El rey conservó amplias prerrogativas en el funcionamiento de las Cortes, podía convocarlas, suspenderlas, reunirlas y disolverlas según lo estimase conveniente, en persona o por medio de sus ministros (art. 26 y 32). Compartía con ambas cámaras la “iniciativa de las leyes” (art. 36), además nombraba al presidente y al vicepresidente del senado (art. 31).
Sin embargo, las Cortes también ganaron autonomía sobre el monarca, pues en caso de que éste las disolviese sin fijar fecha de nueva convocatoria, ambas cámaras se convocarían automáticamente el 1 de diciembre de ese año (art. 27) e incluso, si el mandato de diputados fuese a caducar, podrían convocar elecciones por su cuenta.

Valentín Ferraz, progresista, jefe de gobierno en 1840.
 
La constitución dispone que cada cámara establece sus propios reglamentos (art. 29). Además, el congreso nombra a su propio presidente y vicepresidente (art. 30). Se establece un quórum de la mitad más uno de los miembros de ambas cámaras para que se pueda votar (art. 38), las leyes deben ser aprobadas en cada una de ellas. En cuanto a las leyes relativas al a contribuciones y crédito público el congreso se reserva el derecho de anular las alteraciones que haya dispuesto el senado, antes de que el texto sea enviado al rey (art. 37). Si una ley no era aprobada en una cámara o el rey la vetaba, ésta ya no podía votarse dentro de la misma legislatura (art. 39).

▶ Tarea 1:
Según el texto sobre las Cortes, ¿en qué fecha se reunirían solas las dos cámaras si el rey las disolvía sin fijar una nueva convocatoria?
▶ Tarea 2:
Transcribe del texto sobre las Cortes el tramo que va desde "Sin embargo, las" hasta "gobierno en 1840.".
Usa únicamente el texto para responder.

Filas de datos para señalar objetos

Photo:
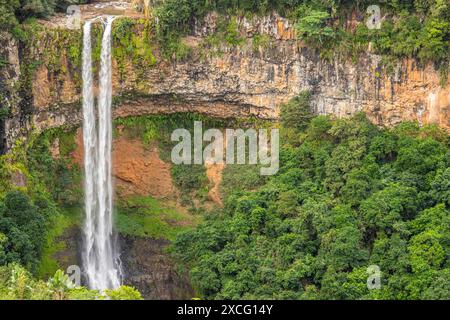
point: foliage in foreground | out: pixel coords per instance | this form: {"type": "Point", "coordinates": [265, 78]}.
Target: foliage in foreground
{"type": "Point", "coordinates": [348, 195]}
{"type": "Point", "coordinates": [16, 283]}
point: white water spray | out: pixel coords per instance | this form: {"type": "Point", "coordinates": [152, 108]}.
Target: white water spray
{"type": "Point", "coordinates": [99, 255]}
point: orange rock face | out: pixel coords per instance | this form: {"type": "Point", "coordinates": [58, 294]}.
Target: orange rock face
{"type": "Point", "coordinates": [137, 170]}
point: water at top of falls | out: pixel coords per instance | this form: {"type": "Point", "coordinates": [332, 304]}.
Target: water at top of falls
{"type": "Point", "coordinates": [100, 257]}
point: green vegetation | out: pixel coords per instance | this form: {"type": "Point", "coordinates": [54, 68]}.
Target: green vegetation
{"type": "Point", "coordinates": [57, 225]}
{"type": "Point", "coordinates": [14, 11]}
{"type": "Point", "coordinates": [348, 195]}
{"type": "Point", "coordinates": [16, 283]}
{"type": "Point", "coordinates": [417, 29]}
{"type": "Point", "coordinates": [148, 217]}
{"type": "Point", "coordinates": [132, 44]}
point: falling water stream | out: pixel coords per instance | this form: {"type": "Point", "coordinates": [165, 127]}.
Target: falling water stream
{"type": "Point", "coordinates": [100, 257]}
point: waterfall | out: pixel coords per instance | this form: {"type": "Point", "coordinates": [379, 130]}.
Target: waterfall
{"type": "Point", "coordinates": [100, 258]}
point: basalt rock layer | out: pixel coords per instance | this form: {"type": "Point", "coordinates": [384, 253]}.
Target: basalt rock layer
{"type": "Point", "coordinates": [226, 81]}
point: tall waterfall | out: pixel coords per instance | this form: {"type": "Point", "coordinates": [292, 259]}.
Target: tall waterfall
{"type": "Point", "coordinates": [100, 258]}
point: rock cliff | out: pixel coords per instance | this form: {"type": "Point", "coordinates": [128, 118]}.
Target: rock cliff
{"type": "Point", "coordinates": [227, 80]}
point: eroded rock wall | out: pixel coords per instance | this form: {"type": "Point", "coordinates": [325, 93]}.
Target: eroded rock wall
{"type": "Point", "coordinates": [244, 80]}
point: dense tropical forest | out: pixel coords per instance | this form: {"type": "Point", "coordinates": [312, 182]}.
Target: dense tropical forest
{"type": "Point", "coordinates": [350, 198]}
{"type": "Point", "coordinates": [348, 195]}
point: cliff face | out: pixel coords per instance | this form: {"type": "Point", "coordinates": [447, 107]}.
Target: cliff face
{"type": "Point", "coordinates": [239, 80]}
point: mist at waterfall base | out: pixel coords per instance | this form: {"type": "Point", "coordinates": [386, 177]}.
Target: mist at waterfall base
{"type": "Point", "coordinates": [100, 256]}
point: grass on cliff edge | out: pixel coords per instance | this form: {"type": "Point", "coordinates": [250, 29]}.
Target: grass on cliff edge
{"type": "Point", "coordinates": [149, 217]}
{"type": "Point", "coordinates": [59, 224]}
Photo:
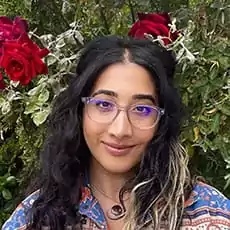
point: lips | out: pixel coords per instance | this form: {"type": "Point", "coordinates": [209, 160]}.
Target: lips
{"type": "Point", "coordinates": [117, 149]}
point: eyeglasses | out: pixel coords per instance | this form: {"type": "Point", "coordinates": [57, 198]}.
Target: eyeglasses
{"type": "Point", "coordinates": [105, 111]}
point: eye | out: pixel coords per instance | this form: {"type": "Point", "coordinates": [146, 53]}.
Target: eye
{"type": "Point", "coordinates": [102, 105]}
{"type": "Point", "coordinates": [143, 110]}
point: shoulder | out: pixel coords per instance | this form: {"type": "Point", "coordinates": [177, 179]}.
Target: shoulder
{"type": "Point", "coordinates": [207, 207]}
{"type": "Point", "coordinates": [204, 195]}
{"type": "Point", "coordinates": [18, 220]}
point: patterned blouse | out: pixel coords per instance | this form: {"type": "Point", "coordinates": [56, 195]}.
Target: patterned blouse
{"type": "Point", "coordinates": [206, 209]}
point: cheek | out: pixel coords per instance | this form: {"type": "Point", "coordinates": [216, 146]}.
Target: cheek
{"type": "Point", "coordinates": [91, 130]}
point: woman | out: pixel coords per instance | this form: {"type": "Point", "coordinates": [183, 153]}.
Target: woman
{"type": "Point", "coordinates": [112, 159]}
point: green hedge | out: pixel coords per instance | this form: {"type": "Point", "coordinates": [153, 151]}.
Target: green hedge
{"type": "Point", "coordinates": [204, 84]}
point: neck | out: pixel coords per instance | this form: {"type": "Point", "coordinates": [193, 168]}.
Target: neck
{"type": "Point", "coordinates": [108, 182]}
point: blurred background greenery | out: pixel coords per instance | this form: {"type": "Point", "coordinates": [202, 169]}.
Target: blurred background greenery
{"type": "Point", "coordinates": [204, 84]}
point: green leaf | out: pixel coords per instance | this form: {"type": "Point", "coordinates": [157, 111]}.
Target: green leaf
{"type": "Point", "coordinates": [216, 123]}
{"type": "Point", "coordinates": [2, 101]}
{"type": "Point", "coordinates": [6, 194]}
{"type": "Point", "coordinates": [51, 59]}
{"type": "Point", "coordinates": [200, 82]}
{"type": "Point", "coordinates": [6, 107]}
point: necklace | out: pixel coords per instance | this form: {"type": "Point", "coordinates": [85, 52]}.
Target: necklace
{"type": "Point", "coordinates": [117, 211]}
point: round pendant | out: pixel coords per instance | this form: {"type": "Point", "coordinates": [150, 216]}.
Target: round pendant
{"type": "Point", "coordinates": [116, 212]}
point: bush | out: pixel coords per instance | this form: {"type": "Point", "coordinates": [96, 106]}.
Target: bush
{"type": "Point", "coordinates": [204, 84]}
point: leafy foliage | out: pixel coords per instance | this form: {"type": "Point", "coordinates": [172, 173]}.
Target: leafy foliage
{"type": "Point", "coordinates": [61, 25]}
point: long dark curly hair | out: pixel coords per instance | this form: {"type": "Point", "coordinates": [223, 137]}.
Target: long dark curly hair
{"type": "Point", "coordinates": [161, 182]}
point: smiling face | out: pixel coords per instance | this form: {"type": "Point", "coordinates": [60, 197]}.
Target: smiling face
{"type": "Point", "coordinates": [118, 144]}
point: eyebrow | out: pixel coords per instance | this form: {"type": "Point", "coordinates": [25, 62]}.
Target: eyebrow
{"type": "Point", "coordinates": [135, 96]}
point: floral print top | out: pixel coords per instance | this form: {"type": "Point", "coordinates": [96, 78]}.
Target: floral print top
{"type": "Point", "coordinates": [206, 209]}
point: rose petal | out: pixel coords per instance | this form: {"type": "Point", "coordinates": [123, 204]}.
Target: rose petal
{"type": "Point", "coordinates": [2, 84]}
{"type": "Point", "coordinates": [5, 20]}
{"type": "Point", "coordinates": [158, 18]}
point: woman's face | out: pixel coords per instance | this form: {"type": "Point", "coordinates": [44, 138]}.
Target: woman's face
{"type": "Point", "coordinates": [118, 145]}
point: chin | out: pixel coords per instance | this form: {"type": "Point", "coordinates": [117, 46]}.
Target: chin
{"type": "Point", "coordinates": [119, 168]}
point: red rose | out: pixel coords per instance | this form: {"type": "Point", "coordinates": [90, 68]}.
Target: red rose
{"type": "Point", "coordinates": [21, 59]}
{"type": "Point", "coordinates": [11, 30]}
{"type": "Point", "coordinates": [154, 24]}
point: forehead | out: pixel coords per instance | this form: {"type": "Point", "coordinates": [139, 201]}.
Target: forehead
{"type": "Point", "coordinates": [126, 79]}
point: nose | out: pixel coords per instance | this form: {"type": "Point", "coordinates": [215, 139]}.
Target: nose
{"type": "Point", "coordinates": [121, 126]}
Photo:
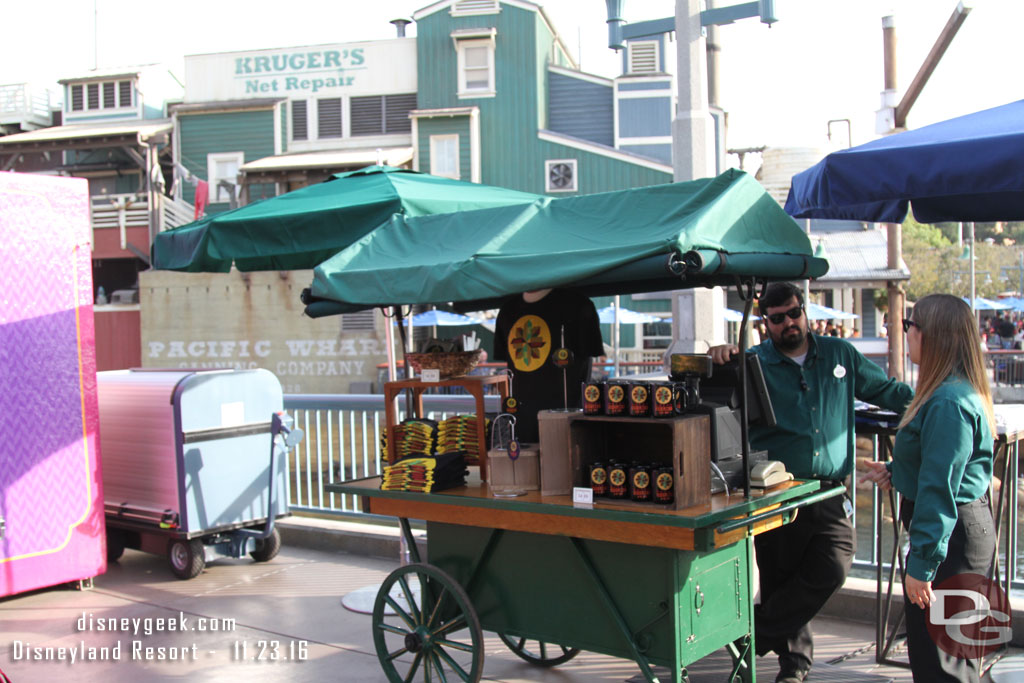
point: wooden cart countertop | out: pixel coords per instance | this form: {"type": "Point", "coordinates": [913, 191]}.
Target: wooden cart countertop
{"type": "Point", "coordinates": [690, 528]}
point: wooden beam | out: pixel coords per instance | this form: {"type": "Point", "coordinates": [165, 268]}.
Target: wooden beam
{"type": "Point", "coordinates": [931, 61]}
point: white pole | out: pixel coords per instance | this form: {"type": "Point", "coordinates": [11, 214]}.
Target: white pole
{"type": "Point", "coordinates": [614, 335]}
{"type": "Point", "coordinates": [973, 307]}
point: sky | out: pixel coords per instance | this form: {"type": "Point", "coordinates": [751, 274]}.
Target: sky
{"type": "Point", "coordinates": [780, 84]}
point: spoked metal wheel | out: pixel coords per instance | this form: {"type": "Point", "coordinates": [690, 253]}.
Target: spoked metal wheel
{"type": "Point", "coordinates": [539, 652]}
{"type": "Point", "coordinates": [433, 634]}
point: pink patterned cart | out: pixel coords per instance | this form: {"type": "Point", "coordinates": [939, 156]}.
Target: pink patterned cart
{"type": "Point", "coordinates": [51, 512]}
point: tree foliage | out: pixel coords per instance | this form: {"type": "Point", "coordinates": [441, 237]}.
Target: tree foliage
{"type": "Point", "coordinates": [937, 264]}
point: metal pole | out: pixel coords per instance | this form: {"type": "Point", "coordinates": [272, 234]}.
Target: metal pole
{"type": "Point", "coordinates": [614, 335]}
{"type": "Point", "coordinates": [973, 295]}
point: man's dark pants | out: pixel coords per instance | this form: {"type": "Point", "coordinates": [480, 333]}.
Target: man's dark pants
{"type": "Point", "coordinates": [802, 564]}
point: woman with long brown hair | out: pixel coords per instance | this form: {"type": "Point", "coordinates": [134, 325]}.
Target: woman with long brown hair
{"type": "Point", "coordinates": [942, 466]}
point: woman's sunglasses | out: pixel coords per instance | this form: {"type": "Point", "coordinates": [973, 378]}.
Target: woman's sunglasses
{"type": "Point", "coordinates": [793, 313]}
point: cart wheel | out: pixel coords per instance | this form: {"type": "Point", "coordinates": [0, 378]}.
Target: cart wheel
{"type": "Point", "coordinates": [115, 545]}
{"type": "Point", "coordinates": [539, 652]}
{"type": "Point", "coordinates": [269, 547]}
{"type": "Point", "coordinates": [433, 634]}
{"type": "Point", "coordinates": [186, 557]}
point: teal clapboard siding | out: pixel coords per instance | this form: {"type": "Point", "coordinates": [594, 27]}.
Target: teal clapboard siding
{"type": "Point", "coordinates": [581, 109]}
{"type": "Point", "coordinates": [201, 134]}
{"type": "Point", "coordinates": [445, 126]}
{"type": "Point", "coordinates": [511, 154]}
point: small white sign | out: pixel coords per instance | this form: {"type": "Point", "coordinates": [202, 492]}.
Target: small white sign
{"type": "Point", "coordinates": [583, 496]}
{"type": "Point", "coordinates": [232, 414]}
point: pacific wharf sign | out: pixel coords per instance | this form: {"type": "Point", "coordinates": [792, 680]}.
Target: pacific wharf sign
{"type": "Point", "coordinates": [312, 71]}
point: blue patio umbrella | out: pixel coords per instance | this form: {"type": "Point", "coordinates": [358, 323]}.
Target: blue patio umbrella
{"type": "Point", "coordinates": [429, 318]}
{"type": "Point", "coordinates": [730, 315]}
{"type": "Point", "coordinates": [816, 311]}
{"type": "Point", "coordinates": [981, 303]}
{"type": "Point", "coordinates": [964, 169]}
{"type": "Point", "coordinates": [626, 316]}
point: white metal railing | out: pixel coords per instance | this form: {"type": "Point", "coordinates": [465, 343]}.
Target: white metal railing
{"type": "Point", "coordinates": [123, 211]}
{"type": "Point", "coordinates": [20, 103]}
{"type": "Point", "coordinates": [175, 212]}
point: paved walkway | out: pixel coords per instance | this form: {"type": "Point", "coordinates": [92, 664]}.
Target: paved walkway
{"type": "Point", "coordinates": [295, 602]}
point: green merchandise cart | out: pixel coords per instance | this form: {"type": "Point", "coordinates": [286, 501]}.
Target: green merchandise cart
{"type": "Point", "coordinates": [656, 586]}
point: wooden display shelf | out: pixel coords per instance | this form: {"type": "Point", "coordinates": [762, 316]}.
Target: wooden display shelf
{"type": "Point", "coordinates": [682, 442]}
{"type": "Point", "coordinates": [473, 385]}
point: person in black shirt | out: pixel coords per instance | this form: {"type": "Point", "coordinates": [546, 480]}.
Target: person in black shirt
{"type": "Point", "coordinates": [527, 330]}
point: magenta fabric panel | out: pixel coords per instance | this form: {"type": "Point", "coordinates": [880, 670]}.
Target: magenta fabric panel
{"type": "Point", "coordinates": [50, 484]}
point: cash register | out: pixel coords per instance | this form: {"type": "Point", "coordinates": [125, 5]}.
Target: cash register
{"type": "Point", "coordinates": [719, 396]}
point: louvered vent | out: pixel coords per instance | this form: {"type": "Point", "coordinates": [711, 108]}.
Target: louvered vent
{"type": "Point", "coordinates": [360, 322]}
{"type": "Point", "coordinates": [643, 57]}
{"type": "Point", "coordinates": [329, 117]}
{"type": "Point", "coordinates": [300, 124]}
{"type": "Point", "coordinates": [368, 115]}
{"type": "Point", "coordinates": [396, 109]}
{"type": "Point", "coordinates": [124, 96]}
{"type": "Point", "coordinates": [110, 95]}
{"type": "Point", "coordinates": [475, 7]}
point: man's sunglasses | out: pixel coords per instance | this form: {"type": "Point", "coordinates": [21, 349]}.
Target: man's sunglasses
{"type": "Point", "coordinates": [794, 313]}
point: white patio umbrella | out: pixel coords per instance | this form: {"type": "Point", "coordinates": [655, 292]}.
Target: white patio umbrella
{"type": "Point", "coordinates": [614, 315]}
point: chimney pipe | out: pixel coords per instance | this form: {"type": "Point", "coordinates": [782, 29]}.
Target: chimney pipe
{"type": "Point", "coordinates": [400, 25]}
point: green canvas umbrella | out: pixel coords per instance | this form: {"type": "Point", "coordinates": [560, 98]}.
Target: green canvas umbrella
{"type": "Point", "coordinates": [308, 225]}
{"type": "Point", "coordinates": [696, 233]}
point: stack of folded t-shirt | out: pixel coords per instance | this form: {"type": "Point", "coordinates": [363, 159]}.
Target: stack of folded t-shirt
{"type": "Point", "coordinates": [413, 437]}
{"type": "Point", "coordinates": [460, 433]}
{"type": "Point", "coordinates": [425, 473]}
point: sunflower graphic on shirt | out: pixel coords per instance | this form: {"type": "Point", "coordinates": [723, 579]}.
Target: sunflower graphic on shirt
{"type": "Point", "coordinates": [529, 343]}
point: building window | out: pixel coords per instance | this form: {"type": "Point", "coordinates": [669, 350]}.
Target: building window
{"type": "Point", "coordinates": [381, 115]}
{"type": "Point", "coordinates": [124, 93]}
{"type": "Point", "coordinates": [329, 118]}
{"type": "Point", "coordinates": [92, 90]}
{"type": "Point", "coordinates": [105, 95]}
{"type": "Point", "coordinates": [444, 156]}
{"type": "Point", "coordinates": [476, 68]}
{"type": "Point", "coordinates": [300, 122]}
{"type": "Point", "coordinates": [644, 57]}
{"type": "Point", "coordinates": [360, 322]}
{"type": "Point", "coordinates": [223, 166]}
{"type": "Point", "coordinates": [470, 7]}
{"type": "Point", "coordinates": [560, 175]}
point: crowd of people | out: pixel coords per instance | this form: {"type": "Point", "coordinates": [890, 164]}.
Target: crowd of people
{"type": "Point", "coordinates": [1000, 332]}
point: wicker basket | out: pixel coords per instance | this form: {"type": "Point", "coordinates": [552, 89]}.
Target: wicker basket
{"type": "Point", "coordinates": [453, 364]}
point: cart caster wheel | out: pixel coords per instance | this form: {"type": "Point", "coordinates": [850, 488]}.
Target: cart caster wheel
{"type": "Point", "coordinates": [115, 545]}
{"type": "Point", "coordinates": [539, 652]}
{"type": "Point", "coordinates": [270, 546]}
{"type": "Point", "coordinates": [186, 557]}
{"type": "Point", "coordinates": [433, 635]}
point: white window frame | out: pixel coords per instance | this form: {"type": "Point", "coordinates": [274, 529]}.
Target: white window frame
{"type": "Point", "coordinates": [435, 142]}
{"type": "Point", "coordinates": [211, 166]}
{"type": "Point", "coordinates": [465, 44]}
{"type": "Point", "coordinates": [474, 7]}
{"type": "Point", "coordinates": [84, 85]}
{"type": "Point", "coordinates": [547, 175]}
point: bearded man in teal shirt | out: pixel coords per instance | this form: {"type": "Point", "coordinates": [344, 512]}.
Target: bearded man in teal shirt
{"type": "Point", "coordinates": [813, 382]}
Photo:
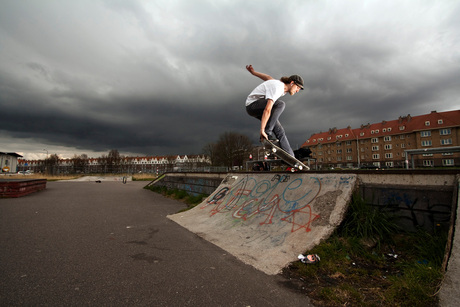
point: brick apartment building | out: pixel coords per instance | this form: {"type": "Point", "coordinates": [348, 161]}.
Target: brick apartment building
{"type": "Point", "coordinates": [384, 144]}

▶ Respuesta correcta 1:
El 1 de diciembre de ese año.

▶ Respuesta correcta 2:
Sin embargo, las Cortes también ganaron autonomía sobre el monarca, pues en caso de que éste las disolviese sin fijar fecha de nueva convocatoria, ambas cámaras se convocarían automáticamente el 1 de diciembre de ese año (art. 27) e incluso, si el mandato de diputados fuese a caducar, podrían convocar elecciones por su cuenta.

Valentín Ferraz, progresista, jefe de gobierno en 1840.